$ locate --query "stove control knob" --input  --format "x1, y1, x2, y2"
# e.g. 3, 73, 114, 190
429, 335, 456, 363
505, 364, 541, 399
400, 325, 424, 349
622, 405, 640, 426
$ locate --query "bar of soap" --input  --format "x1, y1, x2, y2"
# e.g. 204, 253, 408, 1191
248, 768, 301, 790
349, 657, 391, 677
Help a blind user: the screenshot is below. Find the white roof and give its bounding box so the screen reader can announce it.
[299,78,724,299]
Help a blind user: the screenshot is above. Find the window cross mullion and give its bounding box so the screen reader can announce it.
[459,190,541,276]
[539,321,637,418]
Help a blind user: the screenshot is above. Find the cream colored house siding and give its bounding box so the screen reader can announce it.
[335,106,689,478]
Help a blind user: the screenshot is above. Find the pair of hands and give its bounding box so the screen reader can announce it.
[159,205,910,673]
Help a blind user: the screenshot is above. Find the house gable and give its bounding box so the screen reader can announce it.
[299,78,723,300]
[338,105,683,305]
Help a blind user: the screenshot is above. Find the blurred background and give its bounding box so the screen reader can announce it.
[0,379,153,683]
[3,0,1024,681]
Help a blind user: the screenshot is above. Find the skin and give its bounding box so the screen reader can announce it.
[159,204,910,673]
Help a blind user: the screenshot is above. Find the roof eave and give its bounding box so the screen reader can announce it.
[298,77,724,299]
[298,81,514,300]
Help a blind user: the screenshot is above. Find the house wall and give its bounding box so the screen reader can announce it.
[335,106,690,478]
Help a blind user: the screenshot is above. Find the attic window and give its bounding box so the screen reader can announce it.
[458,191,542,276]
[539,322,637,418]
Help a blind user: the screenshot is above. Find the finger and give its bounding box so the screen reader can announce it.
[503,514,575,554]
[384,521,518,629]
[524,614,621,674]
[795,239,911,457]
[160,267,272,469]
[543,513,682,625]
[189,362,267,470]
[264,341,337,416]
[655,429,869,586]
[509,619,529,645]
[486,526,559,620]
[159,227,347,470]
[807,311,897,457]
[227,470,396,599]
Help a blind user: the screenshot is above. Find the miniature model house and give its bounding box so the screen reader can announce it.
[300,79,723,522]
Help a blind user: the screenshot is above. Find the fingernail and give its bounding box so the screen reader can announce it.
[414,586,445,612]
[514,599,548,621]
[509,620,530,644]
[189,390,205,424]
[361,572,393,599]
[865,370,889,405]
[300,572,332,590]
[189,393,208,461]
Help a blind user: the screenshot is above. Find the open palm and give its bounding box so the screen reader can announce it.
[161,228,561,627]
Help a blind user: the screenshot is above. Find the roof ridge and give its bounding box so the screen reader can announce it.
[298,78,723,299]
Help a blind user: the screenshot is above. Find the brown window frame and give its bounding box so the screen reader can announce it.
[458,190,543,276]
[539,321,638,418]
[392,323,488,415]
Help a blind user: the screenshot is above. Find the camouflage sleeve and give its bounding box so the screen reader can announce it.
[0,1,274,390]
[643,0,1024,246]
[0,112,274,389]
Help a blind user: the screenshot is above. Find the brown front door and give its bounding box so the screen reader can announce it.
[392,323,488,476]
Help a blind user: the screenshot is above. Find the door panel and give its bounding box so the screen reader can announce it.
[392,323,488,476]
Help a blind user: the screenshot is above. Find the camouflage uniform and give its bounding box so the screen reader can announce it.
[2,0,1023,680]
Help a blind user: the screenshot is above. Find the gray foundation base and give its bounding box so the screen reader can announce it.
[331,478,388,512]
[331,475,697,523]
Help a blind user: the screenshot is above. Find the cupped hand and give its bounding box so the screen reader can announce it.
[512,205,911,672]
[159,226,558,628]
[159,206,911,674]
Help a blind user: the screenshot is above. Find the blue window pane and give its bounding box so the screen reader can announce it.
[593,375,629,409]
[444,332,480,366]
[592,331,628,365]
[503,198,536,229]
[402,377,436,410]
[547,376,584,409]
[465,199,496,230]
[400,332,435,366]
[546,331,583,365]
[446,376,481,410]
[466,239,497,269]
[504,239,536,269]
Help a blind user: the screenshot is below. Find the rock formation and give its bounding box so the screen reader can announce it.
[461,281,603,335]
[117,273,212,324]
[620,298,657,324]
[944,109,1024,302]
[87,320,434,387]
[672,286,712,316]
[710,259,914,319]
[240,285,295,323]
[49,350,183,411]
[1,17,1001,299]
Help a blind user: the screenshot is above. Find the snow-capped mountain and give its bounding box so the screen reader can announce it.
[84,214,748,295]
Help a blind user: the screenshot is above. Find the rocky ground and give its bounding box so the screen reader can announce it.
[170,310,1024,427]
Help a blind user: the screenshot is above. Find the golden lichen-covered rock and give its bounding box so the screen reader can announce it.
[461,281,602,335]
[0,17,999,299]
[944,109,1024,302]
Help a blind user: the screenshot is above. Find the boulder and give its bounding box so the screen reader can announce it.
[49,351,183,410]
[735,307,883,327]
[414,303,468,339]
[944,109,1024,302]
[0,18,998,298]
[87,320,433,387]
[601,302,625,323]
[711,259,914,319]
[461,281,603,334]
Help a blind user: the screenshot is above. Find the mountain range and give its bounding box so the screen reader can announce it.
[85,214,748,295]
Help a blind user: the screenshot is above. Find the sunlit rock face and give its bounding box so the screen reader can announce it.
··········
=== GOAL OF THE EXERCISE ===
The whole listing above is to be transcribed exactly, line for line.

=== TASK ANSWER ===
$ locate --query "stove control knob" --input  --format "x1, y1, x2, y2"
# e.g. 3, 73, 114, 190
429, 335, 456, 363
505, 364, 541, 399
400, 325, 424, 349
622, 405, 640, 426
$ locate --query "bar of soap" --input  --format "x1, y1, x2, y2"
# e.g. 204, 253, 408, 1191
248, 768, 301, 790
349, 657, 391, 677
Help a blind user: the screenshot is below. Find the white roof and give its bounding box so the screen reader can announce it.
[299,78,724,299]
Help a blind user: the screenshot is above. Find the window cross mullion and give its bounding box so the screen reader can announce it.
[459,190,541,276]
[539,321,637,418]
Help a blind user: the screenshot is above. Find the cream colored house siding and give its bounding box so the screen reader can announce it.
[335,106,689,478]
Help a blind user: the screenshot is above. Find the pair of hands and give its bounding box so the screen reader can announce it.
[159,205,910,673]
Help a blind user: the screenshot is above. Find the house gable and give its bounding box so the screen reader can announce it.
[299,78,723,300]
[338,105,683,305]
Help a blind user: the screenshot is above. Find the blurred background and give its bounding box so the screen reader can announce it.
[0,379,153,683]
[3,0,1024,681]
Help a blind user: the screenshot is above. Find the skin and give its bounding box so the screen reader can announce it.
[159,204,910,673]
Help a blind user: the screenshot is above. Find the roof eave and give its bounding box so the screen reader can announce it.
[298,77,724,299]
[298,81,514,300]
Help a blind user: the screenshot is above. Find the house wall and give its bounding box so the screen reader can announce it.
[335,106,690,478]
Help a blind user: the screenshot is above. Find the attic window and give its bounding box so the screen reader can announce it.
[458,191,542,276]
[539,322,637,418]
Help a blind user: the screenshot is above. Find the finger and give its bounding box so the screen reader can announce it.
[503,514,575,554]
[384,521,518,629]
[524,614,621,674]
[795,239,911,457]
[160,267,272,469]
[543,513,682,625]
[189,362,267,470]
[264,341,337,416]
[655,429,869,586]
[509,619,529,645]
[486,526,559,620]
[159,227,347,470]
[807,311,897,457]
[227,470,396,599]
Help a blind user: the screenshot is above. Find the miniature model house and give its bounding box so the screen reader can announce it.
[300,79,723,522]
Help a blind user: the screenshot is above. Find the fingernail and give its bounding box so the screen reader can announce it.
[414,586,445,612]
[514,599,548,621]
[509,620,530,644]
[189,390,205,424]
[361,572,393,599]
[865,370,889,405]
[300,572,332,590]
[189,393,208,461]
Help a blind user: the screenshot is above. Find the open palm and give its bounding box so the screen reader can announce it.
[161,228,561,627]
Help a blind user: the screenshot is above. Find the roof ridge and give its bounding box so the screen reader can announce it.
[298,78,723,299]
Help a blind user: the screenshot is above. Find the brown window frame and give its bounding box so the screen reader can announce it.
[458,190,543,276]
[539,321,638,418]
[392,323,488,415]
Help a blind user: the screenshot is above. Find the camouflage sleeve and give its bounding box so the screen reader can announce it.
[0,1,274,390]
[643,0,1024,246]
[0,112,274,389]
Help a blind user: the screenshot is above. Find the brown front door and give its bounding box so the screen reader can announce it.
[392,323,488,476]
Help a blind user: the screenshot is above. Find the door panel and give its bounding box so the screen reader can announce it.
[392,323,488,476]
Help a blind user: the screenshot is above. Find the camouflage uniform and give its bounding box so the screen reader can announce it.
[2,0,1023,680]
Help a blind user: the screenshot is above. Find the gray foundation base and give its bounding box so the screen reader can announce it.
[331,478,388,512]
[331,475,697,523]
Help a blind user: the screenshot is above. Find the cupped hand and give its bounding box so the screen reader can announce it.
[512,205,911,672]
[159,226,558,628]
[159,206,911,674]
Help a blind user: the screenshot is above. Find the blue window pane and give its bounding box so the screen reader can announce it.
[593,375,629,409]
[444,332,480,366]
[592,331,628,365]
[503,198,536,229]
[402,377,436,410]
[547,376,584,409]
[465,199,496,230]
[400,332,435,366]
[546,331,583,365]
[446,376,481,410]
[466,239,497,269]
[504,239,536,269]
Help a blind user: the screenshot is below. Find the rock formation and give its bounding box so the screen reader can announce it.
[461,281,603,335]
[117,273,212,324]
[620,298,657,324]
[944,109,1024,302]
[87,320,434,387]
[672,286,712,316]
[710,259,914,319]
[240,285,295,323]
[49,350,183,411]
[1,17,1001,299]
Help a blind user: the screenshot is above. Find the snow-capped mountain and give its bounding box so the screen reader can announce it.
[84,214,748,295]
Help a blind user: the screenshot is above. Find the rocky ground and give its bounding box so the screen reader can announce it.
[170,310,1024,427]
Help a blind user: the screenshot is above. Find the golden lichen-covered rock and give its bounding box so the screen reader can announce it.
[461,281,602,335]
[0,17,999,299]
[944,109,1024,302]
Help a blind user: the screenshot is above. Find the boulder and give its bounding box so the screen reader can announce it.
[49,351,183,410]
[735,307,883,327]
[414,303,468,339]
[944,109,1024,302]
[0,18,998,298]
[87,320,433,387]
[601,302,625,323]
[711,259,914,319]
[461,281,603,334]
Help a blind user: the screenshot is above. Find the mountain range and give its bounding box so the screen reader can announce it.
[85,214,748,295]
Help a blind user: the screenshot is above. Find the sunlit rock face and give its bounding box so the screen reader can announce it.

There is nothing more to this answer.